— begin Selected extract —

Toyota to move assembly of Corollas to new $1 billion plant in Mexico

By Tim Johnson - McClatchy Foreign Staff

April 15, 2015 05:50 PM

Toyota announced Wednesday that it would invest $1 billion in a plant in central Mexico, giving the world’s top automaker a bigger footprint in a nation that’s become a magnet for auto manufacturing.

Toyota said the plant in Celaya, in Guanajuato state, would produce up to 200,000 of its best-selling Corollas each year. Production will begin in 2019.

The state-of-the-art plant will be among the first in the world to adopt a new production process that trims costs by sharing more components across vehicle sizes and styles.

President Enrique Peña Nieto said the announcement gave new momentum to an auto industry that was already the world’s seventh largest and the fourth largest exporter of vehicles.

“We hope that this announcement made today in Japan and echoed here permits us to continue consolidating the auto industry in our country,” he said.

In the past two years, many of the world’s major auto manufacturers have announced plans for new plants in Mexico, including Nissan, Mercedes-Benz, BMW and Kia. Some of the plants are for premium model production, not the low-cost compacts that were once the standard for production here.

Mexico foresees auto production climbing from last year’s 3.2 million cars to 5 million in 2020, surpassing India and perhaps even South Korea, Economy Secretary Ildefonso Guajardo Villarreal said.

Jim Lentz, chief executive officer of Toyota North America, said the new plant would employ 2,000 people and be the first designed from the ground up with the automaker’s new production and engineering technology, which it calls Toyota New Global Architecture.

Stephanie Brinley, a senior analyst at IHS Automotive, a market research and industry analysis firm, said Toyota had decided to build the compact Corolla in Mexico not only because of cheaper labor costs but also because Mexico had free-trade accords with 45 countries.

— end Selected extract —

=== Set exercise 1 ===
Answer these from the Toyota article:
(a) In which state is Celaya located?
(b) How many people will the new plant employ?
(c) With how many countries does Mexico have free-trade accords?
The Toyota article has nothing to do with the records.

— begin Data shown —

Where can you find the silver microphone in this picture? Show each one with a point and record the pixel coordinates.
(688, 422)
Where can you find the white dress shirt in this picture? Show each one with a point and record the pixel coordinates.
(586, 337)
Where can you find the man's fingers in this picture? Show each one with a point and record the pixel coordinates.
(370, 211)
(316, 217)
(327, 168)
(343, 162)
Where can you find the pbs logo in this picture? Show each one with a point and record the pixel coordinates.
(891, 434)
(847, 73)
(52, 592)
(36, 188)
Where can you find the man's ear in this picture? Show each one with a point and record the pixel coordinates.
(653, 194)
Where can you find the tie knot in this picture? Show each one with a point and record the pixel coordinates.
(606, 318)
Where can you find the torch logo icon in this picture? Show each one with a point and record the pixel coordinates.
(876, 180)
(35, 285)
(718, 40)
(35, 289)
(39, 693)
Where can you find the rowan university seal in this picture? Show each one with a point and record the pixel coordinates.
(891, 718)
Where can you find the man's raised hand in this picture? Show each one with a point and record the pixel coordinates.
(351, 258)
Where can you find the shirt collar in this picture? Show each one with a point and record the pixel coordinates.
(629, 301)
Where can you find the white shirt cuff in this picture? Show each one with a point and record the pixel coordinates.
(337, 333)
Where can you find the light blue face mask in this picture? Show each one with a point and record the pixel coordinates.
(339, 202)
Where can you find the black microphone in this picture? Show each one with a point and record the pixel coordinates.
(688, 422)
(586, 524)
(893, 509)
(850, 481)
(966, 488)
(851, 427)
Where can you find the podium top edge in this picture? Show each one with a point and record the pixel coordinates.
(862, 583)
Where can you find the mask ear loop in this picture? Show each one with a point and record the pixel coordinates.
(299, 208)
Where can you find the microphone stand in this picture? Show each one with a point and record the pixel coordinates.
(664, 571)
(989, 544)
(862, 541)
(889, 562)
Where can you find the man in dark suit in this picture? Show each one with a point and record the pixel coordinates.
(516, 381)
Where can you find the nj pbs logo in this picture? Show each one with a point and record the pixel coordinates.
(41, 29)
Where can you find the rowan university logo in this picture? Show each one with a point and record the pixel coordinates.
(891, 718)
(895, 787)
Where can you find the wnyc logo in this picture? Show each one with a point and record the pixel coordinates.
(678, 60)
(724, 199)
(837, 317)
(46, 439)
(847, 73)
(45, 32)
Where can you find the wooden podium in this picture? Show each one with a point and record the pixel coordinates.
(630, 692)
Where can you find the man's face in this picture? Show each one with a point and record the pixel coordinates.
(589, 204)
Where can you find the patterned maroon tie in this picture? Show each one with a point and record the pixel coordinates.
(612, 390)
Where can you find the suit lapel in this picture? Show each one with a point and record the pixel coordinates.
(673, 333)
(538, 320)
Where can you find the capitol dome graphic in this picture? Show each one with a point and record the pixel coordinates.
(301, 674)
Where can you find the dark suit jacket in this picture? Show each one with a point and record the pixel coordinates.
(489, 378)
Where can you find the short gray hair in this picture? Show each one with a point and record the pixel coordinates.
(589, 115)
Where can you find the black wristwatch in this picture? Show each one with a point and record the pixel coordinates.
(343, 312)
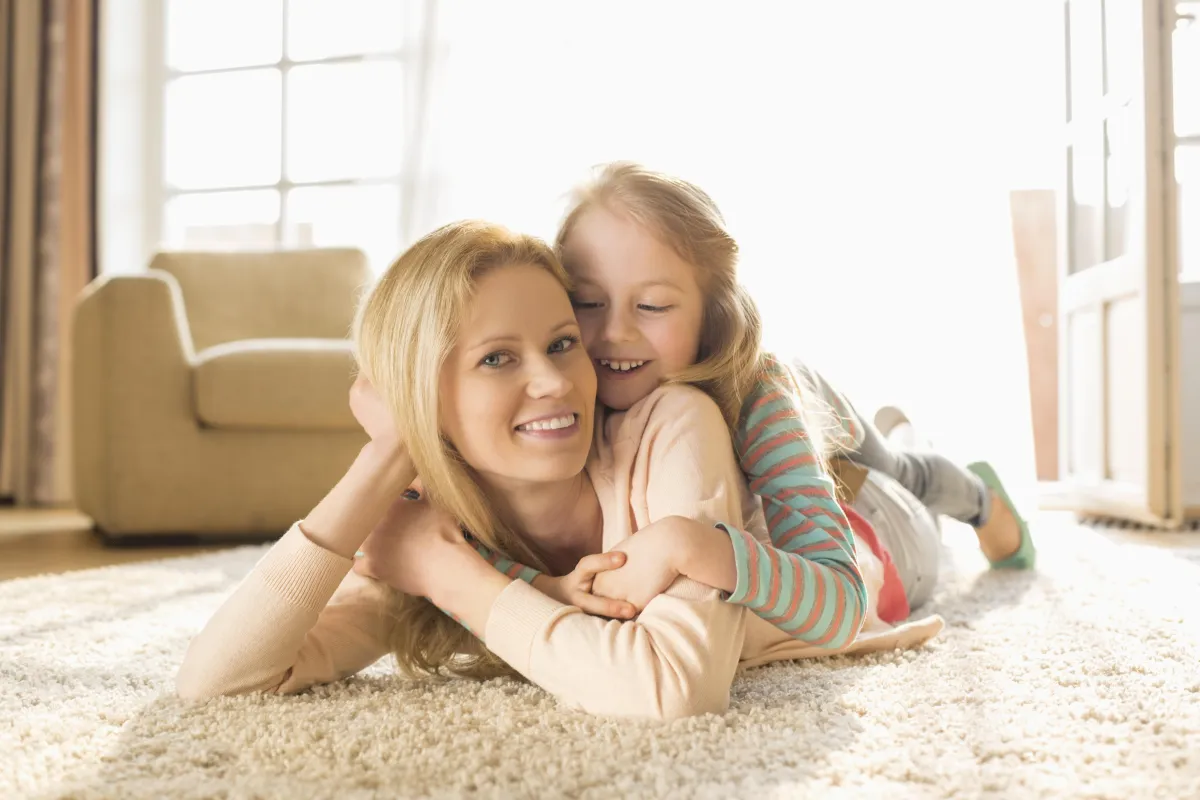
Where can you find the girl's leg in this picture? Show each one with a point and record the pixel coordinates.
(941, 485)
(906, 529)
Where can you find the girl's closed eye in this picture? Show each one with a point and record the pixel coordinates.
(564, 343)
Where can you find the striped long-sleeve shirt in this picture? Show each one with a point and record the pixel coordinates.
(807, 581)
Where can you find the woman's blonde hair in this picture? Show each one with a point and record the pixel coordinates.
(403, 331)
(731, 359)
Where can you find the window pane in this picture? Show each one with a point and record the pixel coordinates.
(1087, 198)
(1121, 50)
(222, 220)
(345, 120)
(223, 130)
(1187, 71)
(319, 29)
(1187, 174)
(1086, 56)
(358, 216)
(217, 34)
(1116, 228)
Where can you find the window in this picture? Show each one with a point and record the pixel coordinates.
(281, 122)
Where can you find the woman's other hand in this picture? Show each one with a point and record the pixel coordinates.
(664, 551)
(372, 414)
(575, 588)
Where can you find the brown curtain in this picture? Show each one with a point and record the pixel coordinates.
(47, 232)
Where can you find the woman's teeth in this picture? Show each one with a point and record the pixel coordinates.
(555, 423)
(621, 366)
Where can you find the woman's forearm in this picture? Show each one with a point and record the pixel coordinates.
(706, 555)
(346, 516)
(465, 584)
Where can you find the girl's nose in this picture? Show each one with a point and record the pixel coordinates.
(618, 328)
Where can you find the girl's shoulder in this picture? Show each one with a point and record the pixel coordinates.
(671, 407)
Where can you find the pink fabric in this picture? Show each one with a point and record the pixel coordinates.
(893, 605)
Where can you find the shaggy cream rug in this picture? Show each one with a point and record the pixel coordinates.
(1080, 680)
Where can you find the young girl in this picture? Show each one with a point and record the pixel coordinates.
(657, 295)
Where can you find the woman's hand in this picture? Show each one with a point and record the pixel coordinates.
(652, 564)
(575, 588)
(664, 551)
(408, 548)
(373, 415)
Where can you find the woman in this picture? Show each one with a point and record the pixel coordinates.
(473, 349)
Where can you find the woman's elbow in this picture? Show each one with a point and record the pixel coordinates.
(196, 689)
(683, 704)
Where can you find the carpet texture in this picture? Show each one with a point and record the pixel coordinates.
(1079, 680)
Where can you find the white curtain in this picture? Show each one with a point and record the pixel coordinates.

— end Data shown —

=== Set exercise 2 ===
Please identify every line in the records that contains the string "logo", and copy each one. Case counts.

=== Final result 1 ===
(a) Guanajuato
(b) 2,000
(c) 45

=== Final result 2 ===
Where can you find the pbs logo in this picture? Show each one with a point and record the pixel coordinates.
Where can you find the torch logo icon in this picture? Show each one with a point and record the pixel coordinates.
Where can you find the nj pbs logo in this picture? Show each one with a point and record the pixel coordinates.
Where can you find the rowan university logo in this picture? Show each one with a point and record the pixel coordinates.
Where can you find the wnyc logo in this picture? Show each one with a point and record the pixel coordinates.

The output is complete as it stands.